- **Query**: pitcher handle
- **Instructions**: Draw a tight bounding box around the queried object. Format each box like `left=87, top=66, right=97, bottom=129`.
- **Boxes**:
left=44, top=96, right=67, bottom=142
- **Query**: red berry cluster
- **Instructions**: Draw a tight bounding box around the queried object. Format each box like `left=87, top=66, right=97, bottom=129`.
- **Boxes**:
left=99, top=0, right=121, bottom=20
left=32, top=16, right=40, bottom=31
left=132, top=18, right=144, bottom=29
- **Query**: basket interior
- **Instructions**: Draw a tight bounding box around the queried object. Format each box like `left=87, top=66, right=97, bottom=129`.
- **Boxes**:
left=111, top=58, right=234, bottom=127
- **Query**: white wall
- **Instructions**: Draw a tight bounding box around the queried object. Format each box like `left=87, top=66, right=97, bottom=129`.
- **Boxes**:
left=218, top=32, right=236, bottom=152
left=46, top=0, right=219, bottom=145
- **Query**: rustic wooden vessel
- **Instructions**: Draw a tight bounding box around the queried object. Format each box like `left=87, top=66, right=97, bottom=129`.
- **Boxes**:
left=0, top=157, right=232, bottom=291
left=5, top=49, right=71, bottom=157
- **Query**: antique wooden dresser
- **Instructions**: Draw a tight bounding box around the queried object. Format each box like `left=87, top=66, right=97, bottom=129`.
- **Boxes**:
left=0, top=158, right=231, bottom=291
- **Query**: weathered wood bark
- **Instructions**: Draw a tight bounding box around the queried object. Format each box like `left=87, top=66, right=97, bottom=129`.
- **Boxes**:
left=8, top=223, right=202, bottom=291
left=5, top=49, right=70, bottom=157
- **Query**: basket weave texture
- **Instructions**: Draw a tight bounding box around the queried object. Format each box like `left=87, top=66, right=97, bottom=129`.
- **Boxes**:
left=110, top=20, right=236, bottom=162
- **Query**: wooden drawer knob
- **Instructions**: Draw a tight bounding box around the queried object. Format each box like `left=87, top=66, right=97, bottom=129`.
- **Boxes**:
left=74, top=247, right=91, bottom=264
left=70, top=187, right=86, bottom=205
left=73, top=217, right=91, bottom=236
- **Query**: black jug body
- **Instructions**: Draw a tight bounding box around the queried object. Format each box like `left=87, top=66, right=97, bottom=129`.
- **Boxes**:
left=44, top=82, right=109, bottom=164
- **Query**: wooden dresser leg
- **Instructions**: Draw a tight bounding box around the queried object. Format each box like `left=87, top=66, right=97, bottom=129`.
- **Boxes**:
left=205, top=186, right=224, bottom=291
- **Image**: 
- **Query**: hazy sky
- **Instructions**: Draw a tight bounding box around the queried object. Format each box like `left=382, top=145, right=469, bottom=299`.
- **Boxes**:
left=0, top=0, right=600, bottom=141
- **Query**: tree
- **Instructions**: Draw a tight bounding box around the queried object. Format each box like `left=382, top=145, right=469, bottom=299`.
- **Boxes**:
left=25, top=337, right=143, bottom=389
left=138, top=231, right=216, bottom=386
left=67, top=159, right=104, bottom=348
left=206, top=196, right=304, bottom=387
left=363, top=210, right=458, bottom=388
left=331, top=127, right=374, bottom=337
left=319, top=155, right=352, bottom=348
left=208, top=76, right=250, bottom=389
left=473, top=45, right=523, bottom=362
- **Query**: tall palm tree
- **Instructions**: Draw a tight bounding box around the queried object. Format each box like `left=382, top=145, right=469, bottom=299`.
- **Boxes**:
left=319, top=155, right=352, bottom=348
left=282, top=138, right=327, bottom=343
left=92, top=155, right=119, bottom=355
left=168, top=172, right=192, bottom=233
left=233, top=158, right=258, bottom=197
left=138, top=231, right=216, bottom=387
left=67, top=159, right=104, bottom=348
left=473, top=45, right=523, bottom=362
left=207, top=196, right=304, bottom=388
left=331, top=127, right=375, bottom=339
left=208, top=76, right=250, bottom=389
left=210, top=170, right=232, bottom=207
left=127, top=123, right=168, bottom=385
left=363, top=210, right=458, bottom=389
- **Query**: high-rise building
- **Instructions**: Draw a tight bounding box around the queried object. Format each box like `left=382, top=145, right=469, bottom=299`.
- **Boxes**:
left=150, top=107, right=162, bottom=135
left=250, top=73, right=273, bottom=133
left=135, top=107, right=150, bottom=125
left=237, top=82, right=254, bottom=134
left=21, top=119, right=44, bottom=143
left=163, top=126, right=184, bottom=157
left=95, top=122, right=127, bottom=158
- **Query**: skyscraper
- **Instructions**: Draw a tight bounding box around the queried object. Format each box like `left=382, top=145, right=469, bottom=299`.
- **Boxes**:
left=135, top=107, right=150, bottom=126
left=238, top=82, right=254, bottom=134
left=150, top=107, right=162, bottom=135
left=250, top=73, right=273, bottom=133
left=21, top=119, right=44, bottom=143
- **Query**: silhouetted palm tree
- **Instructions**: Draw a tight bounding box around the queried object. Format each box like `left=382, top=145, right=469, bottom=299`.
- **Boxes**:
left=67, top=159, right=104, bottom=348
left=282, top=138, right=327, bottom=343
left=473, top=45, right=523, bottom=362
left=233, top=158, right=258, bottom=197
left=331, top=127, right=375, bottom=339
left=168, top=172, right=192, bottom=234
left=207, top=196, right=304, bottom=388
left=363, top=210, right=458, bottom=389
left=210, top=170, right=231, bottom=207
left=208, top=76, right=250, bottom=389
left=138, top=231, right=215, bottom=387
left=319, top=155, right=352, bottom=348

-----

[EXERCISE OBJECTIVE] Quote all of the records above word for word, with no changes.

[RESPONSE TO THE EXERCISE]
- **Query**: pitcher handle
- **Instructions**: Draw a tight bounding box around the queried object. Format each box like `left=87, top=66, right=97, bottom=129`.
- **Boxes**:
left=44, top=96, right=67, bottom=142
- **Query**: red berry cluster
- **Instructions**: Draw a tight bounding box around the queried object. Format each box like `left=87, top=66, right=97, bottom=129`.
- **Boxes**:
left=99, top=0, right=121, bottom=20
left=32, top=16, right=40, bottom=31
left=132, top=18, right=144, bottom=29
- **Query**: basket interior
- **Instructions**: Draw a tight bounding box around the queried object. Format each box like `left=87, top=66, right=97, bottom=129`.
- **Boxes**:
left=111, top=58, right=234, bottom=127
- **Query**: white wall
- **Instructions**: Draw a tight bounding box around the queried object. Format each box like `left=87, top=66, right=97, bottom=129`.
- **Boxes**:
left=218, top=32, right=236, bottom=152
left=46, top=0, right=219, bottom=145
- **Query**: rustic wooden vessel
- **Instructions**: Draw a tight bounding box around the queried object. Format each box like `left=87, top=66, right=97, bottom=129`.
- **Boxes**:
left=0, top=157, right=232, bottom=291
left=5, top=49, right=71, bottom=157
- **Query**: antique wooden dresser
- **Instructions**: Draw a tight bounding box around the queried object. Format each box like `left=87, top=66, right=97, bottom=129`.
- **Boxes**:
left=0, top=158, right=231, bottom=291
- **Query**: weathered wood bark
- **Instructions**: Draw a tight bounding box around the queried object. Format each box like `left=87, top=66, right=97, bottom=129`.
- **Boxes**:
left=8, top=223, right=202, bottom=291
left=5, top=49, right=70, bottom=157
- **Query**: basket weave texture
- **Instructions**: Draw a tight bounding box around the queried object. Format each box like `left=87, top=66, right=97, bottom=129`.
- **Boxes**:
left=110, top=20, right=236, bottom=162
- **Query**: wooden drawer knob
- **Instructions**: Draw a tight bounding box around the queried object. Format each box like `left=87, top=66, right=97, bottom=129`.
- **Boxes**:
left=74, top=247, right=91, bottom=264
left=70, top=187, right=86, bottom=205
left=73, top=217, right=91, bottom=236
- **Query**: black jug body
- **Instructions**: Draw a tight bounding box around the queried object. Format each box like `left=87, top=66, right=97, bottom=129`.
- **Boxes**:
left=44, top=82, right=109, bottom=164
- **Query**: wooden dresser leg
- **Instructions**: Draw a tight bounding box around the queried object. Format each box like `left=87, top=66, right=97, bottom=129`.
- **Boxes**:
left=205, top=186, right=224, bottom=291
- **Image**: 
- **Query**: hazy sky
- **Instructions**: Draw a tight bounding box around the queried object. Format each box like `left=382, top=145, right=469, bottom=299`.
- **Boxes**:
left=0, top=0, right=600, bottom=141
- **Query**: tree
- **Instructions**: Draw a tight bounding box around the queried object. Format each box like `left=382, top=145, right=469, bottom=299`.
- **Boxes**:
left=25, top=337, right=143, bottom=389
left=138, top=231, right=216, bottom=386
left=67, top=159, right=104, bottom=348
left=206, top=196, right=304, bottom=387
left=363, top=210, right=458, bottom=388
left=331, top=127, right=374, bottom=337
left=319, top=155, right=352, bottom=348
left=208, top=76, right=250, bottom=389
left=473, top=45, right=523, bottom=362
- **Query**: tall palm tree
- **Instructions**: Draw a tight bounding box around the queried object. Format each box like `left=382, top=145, right=469, bottom=299`.
- **Boxes**:
left=319, top=155, right=352, bottom=348
left=282, top=138, right=327, bottom=343
left=92, top=155, right=119, bottom=355
left=168, top=172, right=192, bottom=233
left=233, top=158, right=258, bottom=197
left=138, top=231, right=216, bottom=387
left=67, top=159, right=104, bottom=348
left=473, top=45, right=523, bottom=362
left=207, top=196, right=304, bottom=388
left=331, top=127, right=375, bottom=339
left=208, top=76, right=250, bottom=389
left=210, top=170, right=232, bottom=207
left=127, top=123, right=168, bottom=385
left=363, top=210, right=458, bottom=389
- **Query**: high-rise building
- **Instructions**: Draw a tight bounding box around the queried object. Format each box like `left=382, top=145, right=469, bottom=299`.
- **Boxes**:
left=150, top=107, right=162, bottom=135
left=250, top=73, right=273, bottom=133
left=135, top=107, right=150, bottom=125
left=237, top=82, right=254, bottom=134
left=21, top=119, right=44, bottom=143
left=163, top=126, right=184, bottom=157
left=95, top=122, right=127, bottom=158
- **Query**: skyscraper
- **Instructions**: Draw a tight bounding box around the queried object. Format each box like `left=382, top=145, right=469, bottom=299`.
- **Boxes**:
left=135, top=107, right=150, bottom=126
left=238, top=82, right=254, bottom=134
left=150, top=107, right=162, bottom=135
left=250, top=73, right=273, bottom=133
left=21, top=119, right=44, bottom=143
- **Query**: silhouetted palm tree
- **Instructions**: Draw a tight bounding box around the queried object. Format each box like `left=382, top=145, right=469, bottom=299`.
- **Boxes**:
left=67, top=159, right=104, bottom=348
left=282, top=138, right=327, bottom=343
left=473, top=45, right=523, bottom=362
left=233, top=158, right=258, bottom=197
left=331, top=127, right=375, bottom=339
left=168, top=172, right=192, bottom=234
left=207, top=196, right=304, bottom=388
left=363, top=210, right=458, bottom=389
left=210, top=170, right=231, bottom=207
left=208, top=76, right=250, bottom=389
left=138, top=231, right=215, bottom=387
left=319, top=155, right=352, bottom=348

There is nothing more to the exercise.